Also struck me the other day about an older friend who has known me for long, who said she thought that people maybe could react on my quick thinking… That they didn’t really keep up with it. I don’t know if this was so good telling me however.

Yes, only a word or expression can trigger a lot of thoughts and feelings. And when I write I can start in one end and end in an entirely different, with a million sidetracks?

And after having worked with young people for so many years my language has also got coloured by that sort of language? When I studied pedagogy once (beside full time work) I expressed myself differently, adapted a bit to that language? The same when I was student at a tutor-education at the Royal College of music in Stockholm (5 years ago, 7, 5 international academic points).

No, now I need to practice for 2, 5 - 3 hours. And it would be nice getting time on the balcony with a cup of tea with honey (need that for my cold). Have thought of taking the bike to town and the pharmacy to buy something for my nose, Renaissance I had thought of.

3/16/2008

Torment....

from the movie "Torment" or "Hets".

Time to blog after a hectic work period, but there are so many things I am reacting at… Listening to Stabat Mater (the recording with Claudio Abbado), the sun is shining and it was minus-degrees this morning. I don’t have anything booked today. Can do what I want.

Tasks to complete =>
A. In the blog post, change "bike" to "bicycle" in the passage starting at "Yes, only a" and ending at "had thought of.".
B. Translate this sentence from the blog post into Spanish: "I don’t have anything booked today."

Recorded data =>
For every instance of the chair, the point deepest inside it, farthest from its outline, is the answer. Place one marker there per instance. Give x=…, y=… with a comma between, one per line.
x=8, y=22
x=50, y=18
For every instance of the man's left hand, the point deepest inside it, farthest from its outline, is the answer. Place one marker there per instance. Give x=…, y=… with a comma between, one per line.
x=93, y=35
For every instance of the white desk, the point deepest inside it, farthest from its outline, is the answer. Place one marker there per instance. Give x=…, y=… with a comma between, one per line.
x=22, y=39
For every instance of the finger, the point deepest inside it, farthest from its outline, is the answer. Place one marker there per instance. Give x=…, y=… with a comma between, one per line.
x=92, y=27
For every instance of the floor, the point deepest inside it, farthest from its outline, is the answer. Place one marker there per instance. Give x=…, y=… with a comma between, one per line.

* * *

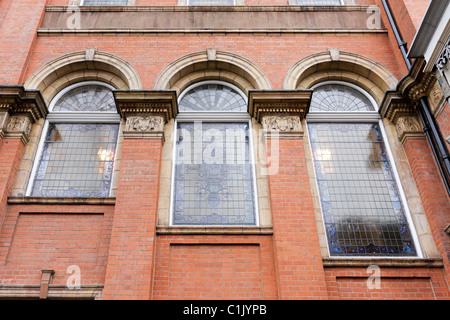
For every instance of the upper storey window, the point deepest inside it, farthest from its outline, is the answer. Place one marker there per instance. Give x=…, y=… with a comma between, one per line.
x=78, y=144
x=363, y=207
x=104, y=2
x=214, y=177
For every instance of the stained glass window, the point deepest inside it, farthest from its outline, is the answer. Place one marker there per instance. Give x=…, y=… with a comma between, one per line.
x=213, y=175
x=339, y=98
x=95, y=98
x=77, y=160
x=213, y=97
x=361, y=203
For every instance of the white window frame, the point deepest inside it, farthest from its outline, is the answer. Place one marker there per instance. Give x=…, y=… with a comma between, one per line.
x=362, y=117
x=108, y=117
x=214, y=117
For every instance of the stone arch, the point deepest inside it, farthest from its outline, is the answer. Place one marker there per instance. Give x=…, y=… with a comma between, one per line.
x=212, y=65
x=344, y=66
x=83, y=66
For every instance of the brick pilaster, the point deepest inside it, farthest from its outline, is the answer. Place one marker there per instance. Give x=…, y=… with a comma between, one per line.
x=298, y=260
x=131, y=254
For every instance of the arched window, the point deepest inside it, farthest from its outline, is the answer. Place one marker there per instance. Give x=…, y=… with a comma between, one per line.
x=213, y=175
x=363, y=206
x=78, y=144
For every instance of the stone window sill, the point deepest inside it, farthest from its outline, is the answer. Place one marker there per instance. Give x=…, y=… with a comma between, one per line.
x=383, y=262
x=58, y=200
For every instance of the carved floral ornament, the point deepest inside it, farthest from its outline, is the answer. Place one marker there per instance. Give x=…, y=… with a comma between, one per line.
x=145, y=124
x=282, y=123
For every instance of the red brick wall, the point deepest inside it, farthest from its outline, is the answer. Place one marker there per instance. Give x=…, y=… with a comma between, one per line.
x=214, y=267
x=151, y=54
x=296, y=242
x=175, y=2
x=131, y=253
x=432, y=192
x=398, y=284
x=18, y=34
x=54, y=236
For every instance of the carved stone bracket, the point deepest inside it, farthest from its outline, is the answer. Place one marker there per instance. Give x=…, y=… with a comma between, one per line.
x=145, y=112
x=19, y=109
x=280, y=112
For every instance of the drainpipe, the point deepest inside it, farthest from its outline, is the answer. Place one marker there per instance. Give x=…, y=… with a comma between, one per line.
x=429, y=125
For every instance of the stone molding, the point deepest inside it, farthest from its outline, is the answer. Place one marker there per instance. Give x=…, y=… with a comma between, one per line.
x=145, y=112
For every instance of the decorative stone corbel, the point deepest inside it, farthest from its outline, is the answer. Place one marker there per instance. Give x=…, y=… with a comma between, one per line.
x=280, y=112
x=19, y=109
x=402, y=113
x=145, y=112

Responses in order =>
A.
Yes, only a word or expression can trigger a lot of thoughts and feelings. And when I write I can start in one end and end in an entirely different, with a million sidetracks?

And after having worked with young people for so many years my language has also got coloured by that sort of language? When I studied pedagogy once (beside full time work) I expressed myself differently, adapted a bit to that language? The same when I was student at a tutor-education at the Royal College of music in Stockholm (5 years ago, 7, 5 international academic points).

No, now I need to practice for 2, 5 - 3 hours. And it would be nice getting time on the balcony with a cup of tea with honey (need that for my cold). Have thought of taking the bicycle to town and the pharmacy to buy something for my nose, Renaissance I had thought of.

B. Hoy no tengo nada programado.